* **The data**
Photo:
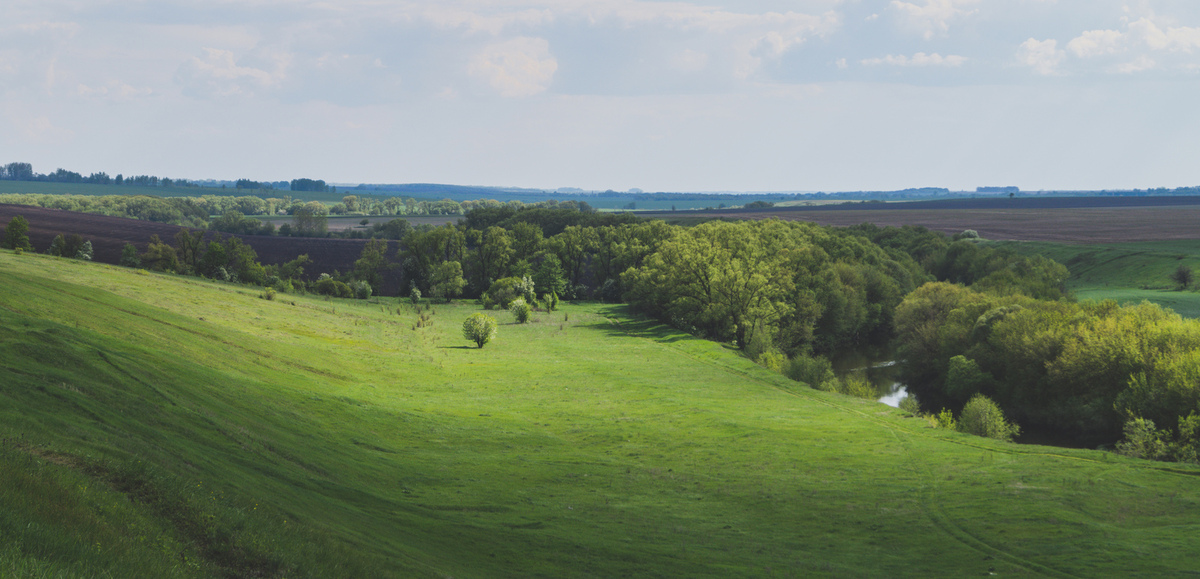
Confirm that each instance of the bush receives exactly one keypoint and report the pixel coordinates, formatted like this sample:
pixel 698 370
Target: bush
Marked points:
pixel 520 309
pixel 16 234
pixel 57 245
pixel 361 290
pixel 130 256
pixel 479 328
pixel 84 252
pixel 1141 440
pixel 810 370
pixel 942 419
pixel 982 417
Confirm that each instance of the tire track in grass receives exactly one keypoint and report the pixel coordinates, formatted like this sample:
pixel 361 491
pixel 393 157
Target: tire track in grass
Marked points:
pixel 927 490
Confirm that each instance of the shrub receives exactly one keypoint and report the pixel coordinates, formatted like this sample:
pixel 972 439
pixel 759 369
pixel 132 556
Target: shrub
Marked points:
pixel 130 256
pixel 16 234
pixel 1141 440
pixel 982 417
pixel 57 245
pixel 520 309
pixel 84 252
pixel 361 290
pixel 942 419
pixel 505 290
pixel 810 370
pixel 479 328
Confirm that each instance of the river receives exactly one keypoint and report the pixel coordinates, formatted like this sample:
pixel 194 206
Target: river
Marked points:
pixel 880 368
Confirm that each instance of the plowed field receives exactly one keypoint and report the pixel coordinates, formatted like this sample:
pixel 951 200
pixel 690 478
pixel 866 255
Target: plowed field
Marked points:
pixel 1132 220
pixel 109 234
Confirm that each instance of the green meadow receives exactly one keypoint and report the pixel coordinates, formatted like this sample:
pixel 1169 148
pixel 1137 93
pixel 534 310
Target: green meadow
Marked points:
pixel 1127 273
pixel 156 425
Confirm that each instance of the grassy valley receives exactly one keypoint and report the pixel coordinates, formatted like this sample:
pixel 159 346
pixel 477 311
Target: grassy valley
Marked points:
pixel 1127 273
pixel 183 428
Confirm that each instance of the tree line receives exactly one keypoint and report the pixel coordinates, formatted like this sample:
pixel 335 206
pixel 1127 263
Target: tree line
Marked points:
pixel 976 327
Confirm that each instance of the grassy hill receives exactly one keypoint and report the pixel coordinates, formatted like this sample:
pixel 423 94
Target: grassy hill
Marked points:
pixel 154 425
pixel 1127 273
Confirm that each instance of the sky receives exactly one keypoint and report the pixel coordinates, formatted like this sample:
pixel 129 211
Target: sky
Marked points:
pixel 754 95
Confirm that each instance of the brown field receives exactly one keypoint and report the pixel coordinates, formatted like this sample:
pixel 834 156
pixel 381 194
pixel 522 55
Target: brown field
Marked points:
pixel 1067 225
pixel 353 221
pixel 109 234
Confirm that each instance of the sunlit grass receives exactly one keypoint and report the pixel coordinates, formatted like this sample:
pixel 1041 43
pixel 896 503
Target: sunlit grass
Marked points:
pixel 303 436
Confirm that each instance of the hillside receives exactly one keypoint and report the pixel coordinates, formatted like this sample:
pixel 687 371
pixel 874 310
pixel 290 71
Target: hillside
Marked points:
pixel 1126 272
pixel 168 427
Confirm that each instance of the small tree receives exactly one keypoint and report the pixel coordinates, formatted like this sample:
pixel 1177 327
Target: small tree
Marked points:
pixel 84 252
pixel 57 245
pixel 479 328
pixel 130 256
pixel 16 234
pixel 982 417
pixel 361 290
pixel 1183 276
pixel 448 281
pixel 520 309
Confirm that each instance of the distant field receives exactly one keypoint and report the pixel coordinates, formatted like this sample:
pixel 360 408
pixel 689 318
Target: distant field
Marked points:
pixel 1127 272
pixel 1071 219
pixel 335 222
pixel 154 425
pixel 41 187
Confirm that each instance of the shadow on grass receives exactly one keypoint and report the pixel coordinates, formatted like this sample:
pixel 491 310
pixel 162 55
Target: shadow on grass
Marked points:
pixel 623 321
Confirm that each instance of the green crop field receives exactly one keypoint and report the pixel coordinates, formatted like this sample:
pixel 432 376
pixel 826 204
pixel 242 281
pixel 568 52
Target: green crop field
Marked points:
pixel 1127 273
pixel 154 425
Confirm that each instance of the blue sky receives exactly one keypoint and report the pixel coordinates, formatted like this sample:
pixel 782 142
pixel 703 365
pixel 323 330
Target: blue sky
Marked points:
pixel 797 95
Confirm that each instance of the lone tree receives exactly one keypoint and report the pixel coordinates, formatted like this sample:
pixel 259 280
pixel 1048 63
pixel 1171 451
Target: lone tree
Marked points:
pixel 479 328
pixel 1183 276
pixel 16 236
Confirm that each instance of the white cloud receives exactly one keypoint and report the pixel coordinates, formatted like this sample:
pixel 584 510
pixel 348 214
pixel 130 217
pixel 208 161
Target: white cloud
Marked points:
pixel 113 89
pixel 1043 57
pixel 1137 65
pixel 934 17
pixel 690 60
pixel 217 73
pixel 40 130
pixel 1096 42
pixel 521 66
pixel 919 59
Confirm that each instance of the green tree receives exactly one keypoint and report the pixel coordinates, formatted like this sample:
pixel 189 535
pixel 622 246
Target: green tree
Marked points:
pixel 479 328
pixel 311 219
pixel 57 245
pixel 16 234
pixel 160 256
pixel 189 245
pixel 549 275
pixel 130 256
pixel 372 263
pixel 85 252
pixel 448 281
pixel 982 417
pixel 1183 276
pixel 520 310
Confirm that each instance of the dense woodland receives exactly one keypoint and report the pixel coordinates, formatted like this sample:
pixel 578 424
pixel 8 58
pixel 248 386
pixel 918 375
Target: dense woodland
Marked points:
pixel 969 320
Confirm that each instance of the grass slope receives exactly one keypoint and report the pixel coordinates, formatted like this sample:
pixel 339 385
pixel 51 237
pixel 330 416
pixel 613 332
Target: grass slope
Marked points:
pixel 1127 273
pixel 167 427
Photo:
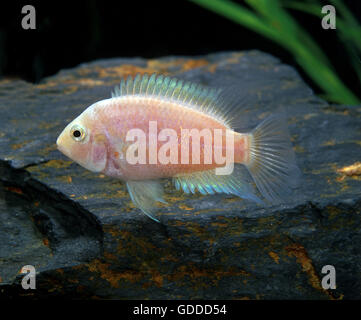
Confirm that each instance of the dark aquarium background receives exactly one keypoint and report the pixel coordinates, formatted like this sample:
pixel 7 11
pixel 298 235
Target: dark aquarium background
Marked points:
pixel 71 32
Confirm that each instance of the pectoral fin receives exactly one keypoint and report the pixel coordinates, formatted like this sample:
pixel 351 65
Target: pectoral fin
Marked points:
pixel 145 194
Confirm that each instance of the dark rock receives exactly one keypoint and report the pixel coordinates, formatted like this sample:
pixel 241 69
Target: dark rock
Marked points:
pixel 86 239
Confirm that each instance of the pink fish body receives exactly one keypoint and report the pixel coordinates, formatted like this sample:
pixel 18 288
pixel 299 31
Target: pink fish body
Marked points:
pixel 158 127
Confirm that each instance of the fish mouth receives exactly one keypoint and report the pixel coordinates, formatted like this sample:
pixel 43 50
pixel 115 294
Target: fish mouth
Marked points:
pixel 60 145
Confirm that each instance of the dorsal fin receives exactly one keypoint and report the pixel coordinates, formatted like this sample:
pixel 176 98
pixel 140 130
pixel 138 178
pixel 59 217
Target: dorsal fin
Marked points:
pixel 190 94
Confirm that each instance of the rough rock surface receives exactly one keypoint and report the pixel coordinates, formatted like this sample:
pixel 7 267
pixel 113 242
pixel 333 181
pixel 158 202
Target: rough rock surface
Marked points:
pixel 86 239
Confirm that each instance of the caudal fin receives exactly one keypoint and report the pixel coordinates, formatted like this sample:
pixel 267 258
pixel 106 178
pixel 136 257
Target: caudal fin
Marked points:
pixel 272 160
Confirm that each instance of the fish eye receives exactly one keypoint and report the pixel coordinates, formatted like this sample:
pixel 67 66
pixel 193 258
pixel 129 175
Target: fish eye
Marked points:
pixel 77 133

---

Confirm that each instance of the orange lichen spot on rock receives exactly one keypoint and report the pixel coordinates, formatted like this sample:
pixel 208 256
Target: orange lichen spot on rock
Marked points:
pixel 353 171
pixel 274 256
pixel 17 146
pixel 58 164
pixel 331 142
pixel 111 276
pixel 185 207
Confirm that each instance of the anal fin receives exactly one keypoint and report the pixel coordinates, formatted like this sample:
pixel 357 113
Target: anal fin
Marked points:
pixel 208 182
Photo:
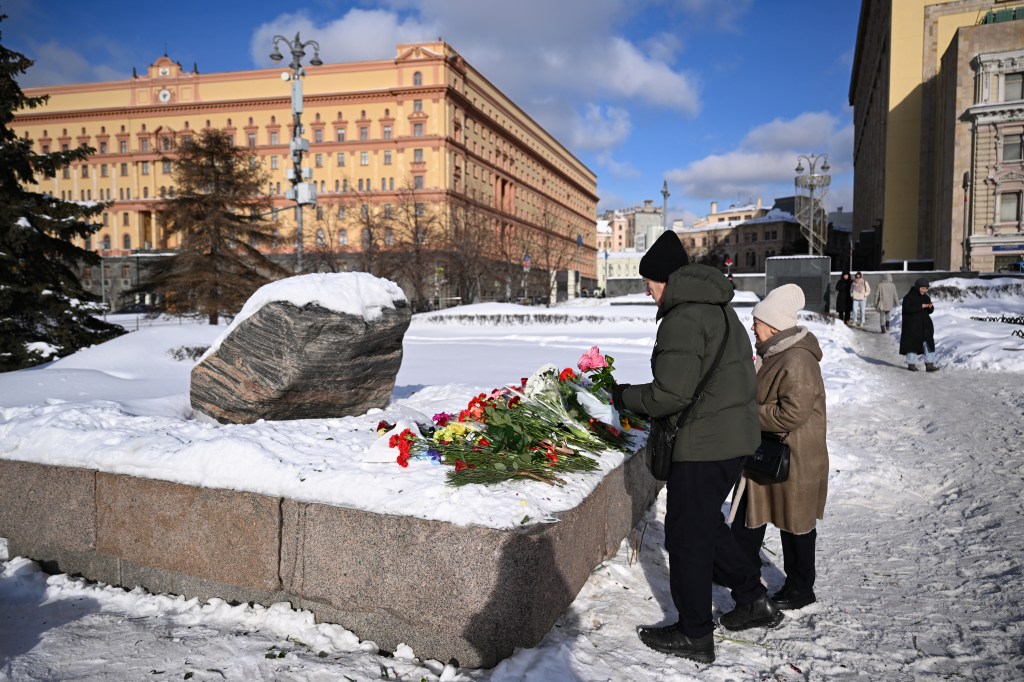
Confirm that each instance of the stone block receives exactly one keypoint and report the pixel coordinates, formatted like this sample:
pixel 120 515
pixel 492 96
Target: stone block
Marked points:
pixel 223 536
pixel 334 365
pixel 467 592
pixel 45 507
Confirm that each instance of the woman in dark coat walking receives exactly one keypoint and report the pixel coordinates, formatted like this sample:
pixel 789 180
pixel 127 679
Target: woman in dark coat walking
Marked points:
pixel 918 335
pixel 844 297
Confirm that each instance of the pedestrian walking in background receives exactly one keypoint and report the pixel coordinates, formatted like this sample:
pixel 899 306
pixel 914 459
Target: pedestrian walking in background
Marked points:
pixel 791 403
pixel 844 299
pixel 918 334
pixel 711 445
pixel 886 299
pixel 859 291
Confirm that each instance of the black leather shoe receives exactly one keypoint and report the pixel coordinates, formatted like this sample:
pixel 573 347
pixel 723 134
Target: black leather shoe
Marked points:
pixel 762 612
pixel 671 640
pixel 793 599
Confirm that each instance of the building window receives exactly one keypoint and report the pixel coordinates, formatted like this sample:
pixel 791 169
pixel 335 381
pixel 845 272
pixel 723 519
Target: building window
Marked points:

* **Problem description**
How many lines in the records above contain the word "brown"? Reply with the number and nothing more.

* **Task response**
2